(Excerpts from point annotation data)
== == ==

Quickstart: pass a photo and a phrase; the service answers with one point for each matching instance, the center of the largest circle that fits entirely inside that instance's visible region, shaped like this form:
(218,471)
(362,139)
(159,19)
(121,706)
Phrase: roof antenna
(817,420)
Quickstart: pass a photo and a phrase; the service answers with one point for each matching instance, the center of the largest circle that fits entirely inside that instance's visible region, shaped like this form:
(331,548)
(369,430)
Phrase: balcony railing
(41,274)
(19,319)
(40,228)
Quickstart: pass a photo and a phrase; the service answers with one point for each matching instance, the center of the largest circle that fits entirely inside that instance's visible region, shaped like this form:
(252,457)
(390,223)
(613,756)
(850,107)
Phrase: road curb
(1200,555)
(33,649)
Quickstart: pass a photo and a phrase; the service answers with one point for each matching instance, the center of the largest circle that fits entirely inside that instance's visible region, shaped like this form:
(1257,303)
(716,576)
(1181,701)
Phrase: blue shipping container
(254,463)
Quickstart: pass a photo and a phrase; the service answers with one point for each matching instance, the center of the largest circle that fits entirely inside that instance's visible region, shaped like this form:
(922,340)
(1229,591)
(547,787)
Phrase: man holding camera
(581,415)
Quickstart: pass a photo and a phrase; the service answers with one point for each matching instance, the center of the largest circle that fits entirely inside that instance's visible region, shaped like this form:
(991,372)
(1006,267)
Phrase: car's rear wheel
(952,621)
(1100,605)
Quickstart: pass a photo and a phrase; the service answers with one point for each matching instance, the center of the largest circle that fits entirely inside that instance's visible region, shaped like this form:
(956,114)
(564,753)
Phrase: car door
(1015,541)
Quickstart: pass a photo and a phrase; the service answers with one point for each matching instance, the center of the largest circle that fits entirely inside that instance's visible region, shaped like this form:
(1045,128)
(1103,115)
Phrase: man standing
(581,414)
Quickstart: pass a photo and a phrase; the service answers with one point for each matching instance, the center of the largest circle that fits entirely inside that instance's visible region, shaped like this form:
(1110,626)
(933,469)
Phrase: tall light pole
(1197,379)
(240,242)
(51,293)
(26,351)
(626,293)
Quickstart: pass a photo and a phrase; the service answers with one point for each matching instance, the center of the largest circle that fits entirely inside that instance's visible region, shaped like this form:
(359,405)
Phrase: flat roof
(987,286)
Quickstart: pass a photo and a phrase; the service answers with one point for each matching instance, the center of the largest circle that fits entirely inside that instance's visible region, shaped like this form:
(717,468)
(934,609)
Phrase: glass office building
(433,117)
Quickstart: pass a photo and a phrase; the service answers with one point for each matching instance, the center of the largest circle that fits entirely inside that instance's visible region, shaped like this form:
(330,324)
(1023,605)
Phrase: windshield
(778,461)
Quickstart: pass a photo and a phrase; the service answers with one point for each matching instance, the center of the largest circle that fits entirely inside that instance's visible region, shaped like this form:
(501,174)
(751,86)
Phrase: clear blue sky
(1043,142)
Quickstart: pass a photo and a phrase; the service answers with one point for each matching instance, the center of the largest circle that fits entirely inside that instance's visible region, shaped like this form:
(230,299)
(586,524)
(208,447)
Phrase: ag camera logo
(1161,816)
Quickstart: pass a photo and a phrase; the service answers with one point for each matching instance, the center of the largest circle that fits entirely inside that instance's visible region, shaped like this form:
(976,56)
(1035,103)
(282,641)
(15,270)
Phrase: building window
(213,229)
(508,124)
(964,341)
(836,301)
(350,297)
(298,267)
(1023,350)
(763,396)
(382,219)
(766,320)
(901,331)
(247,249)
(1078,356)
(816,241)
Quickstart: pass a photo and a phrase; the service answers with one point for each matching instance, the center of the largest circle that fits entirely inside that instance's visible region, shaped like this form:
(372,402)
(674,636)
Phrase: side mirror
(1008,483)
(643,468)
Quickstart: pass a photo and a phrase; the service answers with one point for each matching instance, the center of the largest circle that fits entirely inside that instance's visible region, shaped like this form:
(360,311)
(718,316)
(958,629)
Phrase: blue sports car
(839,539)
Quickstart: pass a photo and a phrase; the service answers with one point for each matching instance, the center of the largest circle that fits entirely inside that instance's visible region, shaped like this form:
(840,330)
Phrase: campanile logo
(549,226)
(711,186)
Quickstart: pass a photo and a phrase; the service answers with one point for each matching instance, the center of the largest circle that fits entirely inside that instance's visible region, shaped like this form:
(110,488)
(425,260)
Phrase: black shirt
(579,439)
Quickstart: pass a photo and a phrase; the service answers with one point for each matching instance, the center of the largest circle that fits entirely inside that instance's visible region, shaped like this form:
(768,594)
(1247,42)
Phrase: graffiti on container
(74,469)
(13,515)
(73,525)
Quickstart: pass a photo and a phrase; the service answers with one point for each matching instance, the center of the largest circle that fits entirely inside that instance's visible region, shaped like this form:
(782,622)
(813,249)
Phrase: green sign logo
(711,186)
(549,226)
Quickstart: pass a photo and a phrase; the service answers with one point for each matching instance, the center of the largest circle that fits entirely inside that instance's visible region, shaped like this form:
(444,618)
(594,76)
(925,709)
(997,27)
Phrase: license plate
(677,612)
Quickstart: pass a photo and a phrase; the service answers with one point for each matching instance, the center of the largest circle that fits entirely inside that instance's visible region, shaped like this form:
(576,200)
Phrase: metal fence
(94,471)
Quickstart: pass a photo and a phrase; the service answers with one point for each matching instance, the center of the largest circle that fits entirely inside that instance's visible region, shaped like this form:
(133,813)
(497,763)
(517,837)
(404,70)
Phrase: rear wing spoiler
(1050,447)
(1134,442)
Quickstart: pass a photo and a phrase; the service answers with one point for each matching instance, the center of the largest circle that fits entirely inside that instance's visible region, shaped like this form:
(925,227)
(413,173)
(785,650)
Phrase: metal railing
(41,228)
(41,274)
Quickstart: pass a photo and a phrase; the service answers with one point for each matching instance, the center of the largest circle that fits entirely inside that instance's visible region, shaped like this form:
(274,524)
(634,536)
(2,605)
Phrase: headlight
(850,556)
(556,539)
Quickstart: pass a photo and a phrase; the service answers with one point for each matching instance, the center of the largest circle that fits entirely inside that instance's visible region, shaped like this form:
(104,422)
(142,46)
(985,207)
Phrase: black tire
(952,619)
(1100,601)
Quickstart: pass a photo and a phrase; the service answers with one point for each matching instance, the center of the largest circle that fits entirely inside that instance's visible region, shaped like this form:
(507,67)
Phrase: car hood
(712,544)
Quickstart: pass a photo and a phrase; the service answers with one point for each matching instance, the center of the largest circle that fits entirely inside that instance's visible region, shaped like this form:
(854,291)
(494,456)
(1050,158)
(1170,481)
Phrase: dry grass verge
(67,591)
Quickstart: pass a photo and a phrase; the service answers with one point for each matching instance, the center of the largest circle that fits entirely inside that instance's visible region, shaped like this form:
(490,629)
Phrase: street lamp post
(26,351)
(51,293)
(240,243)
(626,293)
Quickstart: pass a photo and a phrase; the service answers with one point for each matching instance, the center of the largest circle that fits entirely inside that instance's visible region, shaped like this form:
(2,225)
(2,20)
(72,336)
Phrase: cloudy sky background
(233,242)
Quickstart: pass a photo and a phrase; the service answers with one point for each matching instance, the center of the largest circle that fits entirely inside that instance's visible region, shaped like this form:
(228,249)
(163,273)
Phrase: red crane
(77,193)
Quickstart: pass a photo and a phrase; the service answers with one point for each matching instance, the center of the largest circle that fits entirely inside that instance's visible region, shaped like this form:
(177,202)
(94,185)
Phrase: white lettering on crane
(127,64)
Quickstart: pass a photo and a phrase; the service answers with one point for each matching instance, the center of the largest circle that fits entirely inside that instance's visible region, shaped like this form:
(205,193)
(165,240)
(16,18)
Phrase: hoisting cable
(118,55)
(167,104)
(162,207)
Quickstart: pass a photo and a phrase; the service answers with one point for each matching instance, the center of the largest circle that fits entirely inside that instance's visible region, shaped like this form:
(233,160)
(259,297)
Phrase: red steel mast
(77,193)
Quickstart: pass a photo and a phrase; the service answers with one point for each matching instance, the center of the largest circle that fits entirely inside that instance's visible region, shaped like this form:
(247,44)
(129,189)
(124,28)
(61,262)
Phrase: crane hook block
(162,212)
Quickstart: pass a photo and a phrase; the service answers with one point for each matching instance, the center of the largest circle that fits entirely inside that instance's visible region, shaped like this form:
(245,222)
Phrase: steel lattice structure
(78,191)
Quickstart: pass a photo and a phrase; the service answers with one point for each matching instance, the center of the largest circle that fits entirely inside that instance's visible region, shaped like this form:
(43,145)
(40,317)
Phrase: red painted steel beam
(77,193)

== == ==

**Do this:** Pull out every line of the entries above that contains the word "container".

**Exercise answer:**
Phrase: blue shipping container
Phrase: graffiti on container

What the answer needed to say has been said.